"""

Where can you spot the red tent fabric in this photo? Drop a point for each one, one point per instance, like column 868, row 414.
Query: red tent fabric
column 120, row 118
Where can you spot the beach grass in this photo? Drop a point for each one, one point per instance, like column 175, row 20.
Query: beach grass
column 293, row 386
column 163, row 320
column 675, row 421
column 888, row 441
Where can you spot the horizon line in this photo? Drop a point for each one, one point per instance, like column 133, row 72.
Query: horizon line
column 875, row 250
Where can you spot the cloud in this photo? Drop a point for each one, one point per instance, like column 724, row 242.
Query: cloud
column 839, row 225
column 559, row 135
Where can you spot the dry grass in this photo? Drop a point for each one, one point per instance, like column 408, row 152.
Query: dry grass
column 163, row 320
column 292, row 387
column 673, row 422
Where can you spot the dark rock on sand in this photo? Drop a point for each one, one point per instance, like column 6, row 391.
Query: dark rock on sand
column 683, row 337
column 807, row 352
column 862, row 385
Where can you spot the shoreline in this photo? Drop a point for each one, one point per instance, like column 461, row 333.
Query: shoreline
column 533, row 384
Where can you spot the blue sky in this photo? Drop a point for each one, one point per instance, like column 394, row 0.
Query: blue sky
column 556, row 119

"""

### The task
Copy out every line of the data above, exactly as given.

### Reply
Where can you spot the red tent fabric in this photo? Drop a point for each one, one point per instance, like column 868, row 414.
Query: red tent fabric
column 120, row 118
Where can you spot the beach grass in this photo? Drop a point for each one, one point per instance, like column 175, row 20.
Query: beach grass
column 293, row 386
column 163, row 320
column 675, row 421
column 888, row 441
Where can you spot the horizon line in this photo? Drop a point for each one, one point per instance, like column 133, row 72.
Query: horizon line
column 875, row 250
Where can you spot the cloud in this photo? Drop a point for each one, one point per instance, like column 724, row 242.
Query: cloud
column 839, row 225
column 559, row 135
Where can you spot the dry grass in this photo? Drop a point for each one, one point per instance, like column 408, row 152.
Query: dry grass
column 163, row 320
column 292, row 387
column 673, row 422
Where can you spot the dark rock on sand in this photo? Drop a point for each one, one point per instance, like column 6, row 391.
Query: dark rock on sand
column 683, row 337
column 807, row 352
column 862, row 385
Where can you spot the shoreline in this photo? Drop a point for each one, one point per instance, like column 461, row 333.
Query: shoreline
column 533, row 384
Where can you spot the blue sky in this photo? Drop a point for each one, one point per instance, like column 394, row 0.
Query: blue sky
column 556, row 119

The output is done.